──────── Source passage
Senator BARTLETT (Leader of the Australian Democrats) (10:29 AM) —This motion seeks to enable the debating, in effect, forthwith of the family assistance legislation measures contained in the Family Assistance Legislation Amendment (More Help for Families—One-off Payments) Bill 2004 and the Family Assistance Legislation Amendment (More Help for Families—Increased Payments) Bill 2004 that were announced just last Tuesday night, less than 48 hours ago. The legislation was only introduced in the House of Representatives yesterday and was guillotined through the House of Representatives yesterday against the wishes of the Labor opposition in the House of Representatives.
────────────────
From the Senate speech on the family assistance bills, extract the stretch from "Senator BARTLETT (Leader" through "House of Representatives." word for word.
──────── Supplied material
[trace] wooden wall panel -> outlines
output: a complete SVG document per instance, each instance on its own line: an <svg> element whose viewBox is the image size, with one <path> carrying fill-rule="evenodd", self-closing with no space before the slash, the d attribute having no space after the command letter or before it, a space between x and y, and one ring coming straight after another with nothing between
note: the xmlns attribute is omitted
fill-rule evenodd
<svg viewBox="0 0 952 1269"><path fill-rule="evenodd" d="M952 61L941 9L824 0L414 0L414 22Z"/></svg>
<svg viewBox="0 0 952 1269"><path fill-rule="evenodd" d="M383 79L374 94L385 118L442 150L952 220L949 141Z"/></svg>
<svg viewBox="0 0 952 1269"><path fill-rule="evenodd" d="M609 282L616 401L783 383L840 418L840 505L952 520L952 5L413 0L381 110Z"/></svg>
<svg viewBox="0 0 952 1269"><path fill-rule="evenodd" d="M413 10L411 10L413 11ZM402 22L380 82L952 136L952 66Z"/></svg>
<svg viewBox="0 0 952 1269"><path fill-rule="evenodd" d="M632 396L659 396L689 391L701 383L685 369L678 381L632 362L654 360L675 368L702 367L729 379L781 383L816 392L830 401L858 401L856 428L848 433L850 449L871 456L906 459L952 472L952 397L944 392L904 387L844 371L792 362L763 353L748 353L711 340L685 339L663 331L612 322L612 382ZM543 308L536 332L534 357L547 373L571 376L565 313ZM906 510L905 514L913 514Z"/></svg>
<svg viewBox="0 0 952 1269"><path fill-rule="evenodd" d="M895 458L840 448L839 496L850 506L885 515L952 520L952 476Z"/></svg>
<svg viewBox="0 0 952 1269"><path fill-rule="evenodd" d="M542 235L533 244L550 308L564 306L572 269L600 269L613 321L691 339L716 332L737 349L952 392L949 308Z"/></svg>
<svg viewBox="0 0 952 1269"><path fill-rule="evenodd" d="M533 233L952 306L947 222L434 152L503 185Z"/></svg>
────────────────
──────── Supplied material
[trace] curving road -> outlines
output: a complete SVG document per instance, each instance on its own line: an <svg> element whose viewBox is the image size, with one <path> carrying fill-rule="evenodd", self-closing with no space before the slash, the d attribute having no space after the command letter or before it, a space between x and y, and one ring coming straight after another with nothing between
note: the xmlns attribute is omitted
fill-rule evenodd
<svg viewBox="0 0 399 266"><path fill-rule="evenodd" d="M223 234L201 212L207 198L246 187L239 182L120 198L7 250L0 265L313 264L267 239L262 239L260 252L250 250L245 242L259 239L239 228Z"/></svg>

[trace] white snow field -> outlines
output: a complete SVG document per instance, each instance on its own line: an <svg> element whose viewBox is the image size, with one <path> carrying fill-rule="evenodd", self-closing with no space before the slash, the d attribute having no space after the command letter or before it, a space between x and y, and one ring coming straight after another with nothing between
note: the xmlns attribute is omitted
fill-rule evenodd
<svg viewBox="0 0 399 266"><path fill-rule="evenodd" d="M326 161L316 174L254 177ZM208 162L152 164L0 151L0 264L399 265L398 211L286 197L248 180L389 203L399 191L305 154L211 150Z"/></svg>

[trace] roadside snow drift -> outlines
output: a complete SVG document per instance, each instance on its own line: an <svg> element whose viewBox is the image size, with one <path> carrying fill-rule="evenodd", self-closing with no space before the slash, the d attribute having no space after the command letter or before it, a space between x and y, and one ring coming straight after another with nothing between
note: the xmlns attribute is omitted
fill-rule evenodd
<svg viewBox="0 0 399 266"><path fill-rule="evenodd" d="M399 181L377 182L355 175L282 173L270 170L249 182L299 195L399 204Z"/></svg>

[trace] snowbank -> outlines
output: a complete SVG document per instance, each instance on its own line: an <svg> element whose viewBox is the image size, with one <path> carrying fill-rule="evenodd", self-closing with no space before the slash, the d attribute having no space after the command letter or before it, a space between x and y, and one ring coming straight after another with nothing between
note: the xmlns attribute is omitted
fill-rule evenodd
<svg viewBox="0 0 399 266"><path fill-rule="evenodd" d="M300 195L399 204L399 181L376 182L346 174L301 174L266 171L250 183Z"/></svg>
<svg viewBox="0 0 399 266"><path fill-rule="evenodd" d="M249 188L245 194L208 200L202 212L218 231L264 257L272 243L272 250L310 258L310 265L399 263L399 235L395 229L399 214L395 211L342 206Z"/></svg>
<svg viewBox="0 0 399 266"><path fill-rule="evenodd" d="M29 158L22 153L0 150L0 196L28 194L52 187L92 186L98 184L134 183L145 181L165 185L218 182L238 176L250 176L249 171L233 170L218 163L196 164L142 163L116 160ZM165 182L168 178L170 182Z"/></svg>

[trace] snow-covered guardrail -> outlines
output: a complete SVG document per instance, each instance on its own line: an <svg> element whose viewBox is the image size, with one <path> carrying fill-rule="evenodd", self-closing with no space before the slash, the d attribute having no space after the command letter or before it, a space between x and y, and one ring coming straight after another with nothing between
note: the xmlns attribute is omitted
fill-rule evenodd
────────────────
Exercise answer ::
Senator BARTLETT (Leader of the Australian Democrats) (10:29 AM) —This motion seeks to enable the debating, in effect, forthwith of the family assistance legislation measures contained in the Family Assistance Legislation Amendment (More Help for Families—One-off Payments) Bill 2004 and the Family Assistance Legislation Amendment (More Help for Families—Increased Payments) Bill 2004 that were announced just last Tuesday night, less than 48 hours ago. The legislation was only introduced in the House of Representatives yesterday and was guillotined through the House of Representatives yesterday against the wishes of the Labor opposition in the House of Representatives.